Tasks to complete.
a – In the jurisdiction passage, why is the court's scope of review limited? Answer in one to three sentences.
b – Retype the jurisdiction passage word for word, starting at "As an initial" and ending at "89 (2d Cir.2000).".

As an initial matter, we note that the scope of our review in this case is limited jurisdictionally under 8 U.S.C. § 1252(a)(2)(C)(2000), which precludes judicial review of final orders of removal against aliens who are removable by reason of having committed, inter alia, an aggravated felony. We do retain jurisdiction, however, to review the question whether, as a matter of law, Dalton committed an “aggravated felony” under 8 U.S.C. § 1101(a)(43)(F), as defined by 18 U.S.C. § 16. See Bell v. Reno, 218 F.3d 86, 89 (2d Cir.2000).

Stored data.
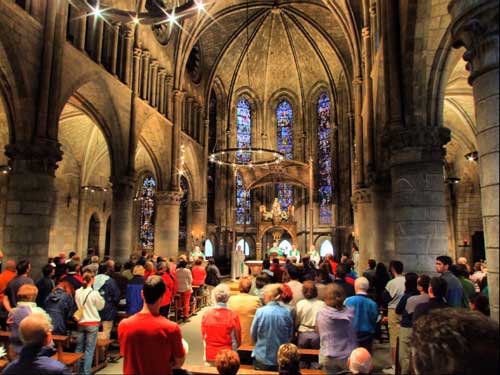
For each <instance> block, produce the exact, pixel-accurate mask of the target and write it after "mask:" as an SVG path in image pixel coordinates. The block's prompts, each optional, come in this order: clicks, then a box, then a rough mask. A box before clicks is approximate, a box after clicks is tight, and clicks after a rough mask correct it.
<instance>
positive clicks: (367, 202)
mask: <svg viewBox="0 0 500 375" xmlns="http://www.w3.org/2000/svg"><path fill="white" fill-rule="evenodd" d="M371 202H372V192H371V190H370V189H357V190H355V191H354V192H353V194H352V197H351V203H352V204H353V205H354V206H356V205H357V204H358V203H371Z"/></svg>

Task responses.
a – The scope of review is limited jurisdictionally under 8 U.S.C. § 1252(a)(2)(C), which precludes judicial review of final orders of removal against aliens removable for having committed, among other things, an aggravated felony. The court still keeps jurisdiction to decide whether, as a matter of law, Dalton committed an "aggravated felony" under 8 U.S.C. § 1101(a)(43)(F), as defined by 18 U.S.C. § 16.

b –
As an initial matter, we note that the scope of our review in this case is limited jurisdictionally under 8 U.S.C. § 1252(a)(2)(C)(2000), which precludes judicial review of final orders of removal against aliens who are removable by reason of having committed, inter alia, an aggravated felony. We do retain jurisdiction, however, to review the question whether, as a matter of law, Dalton committed an “aggravated felony” under 8 U.S.C. § 1101(a)(43)(F), as defined by 18 U.S.C. § 16. See Bell v. Reno, 218 F.3d 86, 89 (2d Cir.2000).